**THE TASK**:
Set down again exactly the lines of the listing below that fall between the line holding "point: dark rocky" and the line holding "point: beach shoreline", inclusive.

**SUPPLIED RECORDS**:
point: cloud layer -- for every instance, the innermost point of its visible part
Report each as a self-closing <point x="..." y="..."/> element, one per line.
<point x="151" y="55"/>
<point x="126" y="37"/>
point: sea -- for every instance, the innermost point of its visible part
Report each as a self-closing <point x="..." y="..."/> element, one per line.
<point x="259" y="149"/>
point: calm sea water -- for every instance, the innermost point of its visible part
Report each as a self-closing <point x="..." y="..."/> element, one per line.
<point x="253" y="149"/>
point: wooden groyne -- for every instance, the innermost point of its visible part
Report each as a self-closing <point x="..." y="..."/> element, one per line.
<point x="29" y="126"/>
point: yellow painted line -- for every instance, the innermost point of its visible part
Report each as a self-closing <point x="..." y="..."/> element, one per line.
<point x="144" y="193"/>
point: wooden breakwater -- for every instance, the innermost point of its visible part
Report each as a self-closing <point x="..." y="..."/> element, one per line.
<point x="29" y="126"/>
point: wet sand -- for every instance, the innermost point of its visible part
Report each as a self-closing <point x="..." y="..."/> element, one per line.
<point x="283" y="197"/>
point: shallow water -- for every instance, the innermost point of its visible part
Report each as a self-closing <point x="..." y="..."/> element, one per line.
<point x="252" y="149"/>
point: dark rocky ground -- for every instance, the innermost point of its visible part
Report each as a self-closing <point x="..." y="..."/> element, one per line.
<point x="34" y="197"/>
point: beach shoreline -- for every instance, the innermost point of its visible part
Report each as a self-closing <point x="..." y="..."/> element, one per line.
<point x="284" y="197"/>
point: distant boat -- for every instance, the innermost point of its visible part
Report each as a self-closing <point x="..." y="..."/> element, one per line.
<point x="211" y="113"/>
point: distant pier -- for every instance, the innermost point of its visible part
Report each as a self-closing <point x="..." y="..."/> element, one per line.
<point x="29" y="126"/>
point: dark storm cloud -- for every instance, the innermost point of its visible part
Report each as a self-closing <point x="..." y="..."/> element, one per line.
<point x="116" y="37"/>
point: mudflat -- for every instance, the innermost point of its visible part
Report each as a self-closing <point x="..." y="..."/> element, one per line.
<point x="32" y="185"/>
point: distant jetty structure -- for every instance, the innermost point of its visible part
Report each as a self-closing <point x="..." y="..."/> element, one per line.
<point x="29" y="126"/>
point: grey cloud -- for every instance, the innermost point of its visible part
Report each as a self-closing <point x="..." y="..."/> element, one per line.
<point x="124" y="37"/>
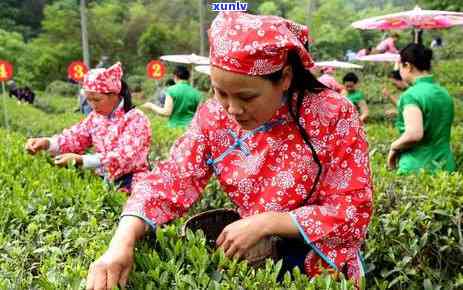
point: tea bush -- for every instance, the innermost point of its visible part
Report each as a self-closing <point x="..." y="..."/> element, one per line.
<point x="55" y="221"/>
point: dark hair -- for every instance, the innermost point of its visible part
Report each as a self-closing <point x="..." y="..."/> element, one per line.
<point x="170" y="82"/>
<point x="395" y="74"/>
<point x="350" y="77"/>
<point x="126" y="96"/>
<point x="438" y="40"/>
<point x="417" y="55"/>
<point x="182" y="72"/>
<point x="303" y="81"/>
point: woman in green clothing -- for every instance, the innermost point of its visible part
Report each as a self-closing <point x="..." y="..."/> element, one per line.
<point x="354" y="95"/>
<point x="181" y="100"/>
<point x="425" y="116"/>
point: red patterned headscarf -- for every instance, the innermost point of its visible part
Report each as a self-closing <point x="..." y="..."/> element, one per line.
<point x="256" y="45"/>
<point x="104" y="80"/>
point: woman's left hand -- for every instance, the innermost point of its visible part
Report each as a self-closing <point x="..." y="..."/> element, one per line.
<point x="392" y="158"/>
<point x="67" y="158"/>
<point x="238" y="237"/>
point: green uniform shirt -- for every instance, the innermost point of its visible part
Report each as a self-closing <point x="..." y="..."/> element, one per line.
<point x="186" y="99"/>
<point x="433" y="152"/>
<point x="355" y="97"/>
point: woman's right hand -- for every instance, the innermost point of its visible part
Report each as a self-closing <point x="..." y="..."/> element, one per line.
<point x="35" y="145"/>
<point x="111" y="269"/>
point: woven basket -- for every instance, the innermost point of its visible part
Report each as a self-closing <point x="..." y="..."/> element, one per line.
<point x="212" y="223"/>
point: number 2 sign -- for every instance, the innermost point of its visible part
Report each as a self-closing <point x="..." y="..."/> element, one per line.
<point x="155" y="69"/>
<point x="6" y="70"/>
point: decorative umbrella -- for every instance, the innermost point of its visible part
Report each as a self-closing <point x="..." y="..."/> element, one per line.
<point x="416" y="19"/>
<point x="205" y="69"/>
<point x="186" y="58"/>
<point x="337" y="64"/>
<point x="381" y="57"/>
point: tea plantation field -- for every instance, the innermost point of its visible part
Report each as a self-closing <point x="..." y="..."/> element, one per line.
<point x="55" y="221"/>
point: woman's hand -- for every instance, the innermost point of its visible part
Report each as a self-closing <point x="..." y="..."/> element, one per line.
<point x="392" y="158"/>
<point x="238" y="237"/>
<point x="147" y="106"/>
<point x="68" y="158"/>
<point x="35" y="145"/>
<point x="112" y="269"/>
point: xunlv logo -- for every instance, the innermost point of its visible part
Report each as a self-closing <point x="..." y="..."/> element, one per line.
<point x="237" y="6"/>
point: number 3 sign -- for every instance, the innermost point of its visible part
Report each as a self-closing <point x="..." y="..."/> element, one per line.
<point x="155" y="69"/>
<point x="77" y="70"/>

**FINISHED EXERCISE**:
point: dark rocky ground -- for every instance, the innermost point of its visible part
Report each as a self-closing <point x="..." y="..."/> element, one per line.
<point x="34" y="197"/>
point: beach shoreline -- for every instance, the innermost point of its visible part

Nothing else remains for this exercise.